## GOAL
Extract every line of the material below and reproduce each one verbatim, with no changes.

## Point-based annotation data
_ _ _ _
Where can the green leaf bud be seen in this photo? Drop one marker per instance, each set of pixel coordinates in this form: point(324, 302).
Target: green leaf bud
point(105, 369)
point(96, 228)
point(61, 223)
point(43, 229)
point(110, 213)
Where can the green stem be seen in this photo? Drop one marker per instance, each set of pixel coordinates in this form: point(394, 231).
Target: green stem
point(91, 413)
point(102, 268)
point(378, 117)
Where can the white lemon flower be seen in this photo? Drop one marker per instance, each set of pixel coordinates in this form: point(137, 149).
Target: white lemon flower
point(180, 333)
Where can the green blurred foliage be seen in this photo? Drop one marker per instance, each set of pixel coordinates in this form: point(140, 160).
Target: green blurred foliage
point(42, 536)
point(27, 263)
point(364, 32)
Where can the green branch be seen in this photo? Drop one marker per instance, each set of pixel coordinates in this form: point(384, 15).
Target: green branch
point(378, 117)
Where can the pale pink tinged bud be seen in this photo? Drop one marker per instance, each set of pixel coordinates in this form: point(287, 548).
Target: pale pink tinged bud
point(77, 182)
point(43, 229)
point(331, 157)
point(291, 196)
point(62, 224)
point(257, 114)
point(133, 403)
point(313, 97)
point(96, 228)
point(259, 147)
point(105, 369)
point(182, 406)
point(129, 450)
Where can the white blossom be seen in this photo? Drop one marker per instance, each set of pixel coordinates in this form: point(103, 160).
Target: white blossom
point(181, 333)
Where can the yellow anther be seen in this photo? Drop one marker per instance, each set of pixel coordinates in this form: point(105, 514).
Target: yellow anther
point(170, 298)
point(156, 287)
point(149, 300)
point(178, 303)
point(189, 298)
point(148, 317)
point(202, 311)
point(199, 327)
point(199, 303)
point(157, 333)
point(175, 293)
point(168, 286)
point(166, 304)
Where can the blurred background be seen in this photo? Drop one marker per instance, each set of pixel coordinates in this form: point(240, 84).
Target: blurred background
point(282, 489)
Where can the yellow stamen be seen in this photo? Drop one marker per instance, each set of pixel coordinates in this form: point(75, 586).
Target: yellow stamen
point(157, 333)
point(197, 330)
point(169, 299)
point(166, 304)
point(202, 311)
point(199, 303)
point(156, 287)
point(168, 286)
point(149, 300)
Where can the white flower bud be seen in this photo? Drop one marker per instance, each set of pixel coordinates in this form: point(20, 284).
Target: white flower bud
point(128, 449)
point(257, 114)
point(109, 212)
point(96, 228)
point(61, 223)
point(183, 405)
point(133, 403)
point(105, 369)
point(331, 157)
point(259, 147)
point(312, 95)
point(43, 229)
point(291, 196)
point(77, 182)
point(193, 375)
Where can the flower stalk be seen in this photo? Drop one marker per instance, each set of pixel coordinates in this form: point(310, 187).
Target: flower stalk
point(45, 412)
_ _ _ _
## TASK RESULT
Where can the green leaf bud be seen in this photo? Drop one marker per instance, each set of pixel coordinates in this form: point(324, 302).
Target: green leaf bud
point(105, 369)
point(96, 228)
point(61, 223)
point(43, 229)
point(110, 213)
Where can the green stem be seen in this photo? Drop one marker per instance, each set of pixel coordinates in this form: point(394, 231).
Target: green stem
point(91, 413)
point(102, 268)
point(378, 117)
Where can the white lemon flower be seen in this photo? Drop one marker per instance, each set of pixel coordinates in this form: point(137, 149).
Target: white lemon flower
point(180, 333)
Where can the green blurred foliage be seen in this photo? Drop one marker per instance, each set of pixel coordinates in this form: point(140, 160).
Target: green blurred foliage
point(42, 536)
point(27, 263)
point(364, 32)
Where can the green branch be seen in this photo? Drop one marker per instance, each set of pixel coordinates in this form: point(384, 15).
Target: green branch
point(378, 117)
Where can the pale pink tinged bud be seen in this photo? Drop one marker per instance, each set of pixel coordinates in this form: point(287, 548).
Target: pale pink tinged bud
point(77, 182)
point(43, 229)
point(331, 157)
point(291, 196)
point(62, 224)
point(257, 114)
point(133, 403)
point(313, 97)
point(96, 228)
point(259, 147)
point(105, 369)
point(182, 406)
point(129, 450)
Where can the white blossom be seen in this photo? Drop one marker per instance, each set of pixel coordinates in this form: point(103, 160).
Target: white blossom
point(181, 333)
Where can the yellow anther be seen in this photo? Drop one marker per instance, each set of pixel coordinates in this form: point(105, 514).
Target: yellow anther
point(170, 298)
point(156, 287)
point(149, 300)
point(178, 303)
point(189, 298)
point(148, 317)
point(202, 311)
point(199, 327)
point(199, 303)
point(157, 333)
point(175, 293)
point(168, 286)
point(166, 304)
Where can the blurred background be seen in this photo? Drop one marker per instance, each set of pixel coordinates in this form: point(240, 84).
Target: blurred background
point(282, 489)
Where can the yellow stamen be seen in this photo? Drop one marker per instance, each set of pixel coordinates in this form: point(75, 586).
Target: yellow stamen
point(157, 333)
point(197, 330)
point(169, 299)
point(166, 304)
point(202, 311)
point(199, 303)
point(156, 287)
point(168, 286)
point(149, 300)
Where can the white flower bud be seen in this photo? Drop one marker per instance, each set of pixel coordinates in this form: point(20, 284).
Target: white flower bud
point(128, 449)
point(257, 114)
point(109, 212)
point(96, 228)
point(61, 223)
point(183, 405)
point(133, 403)
point(105, 369)
point(331, 157)
point(259, 147)
point(312, 95)
point(43, 229)
point(291, 196)
point(77, 182)
point(193, 375)
Where can the flower stalk be seen in this photo? Drop one marker per instance, each set of pixel coordinates in this form: point(310, 187).
Target: flower stalk
point(45, 412)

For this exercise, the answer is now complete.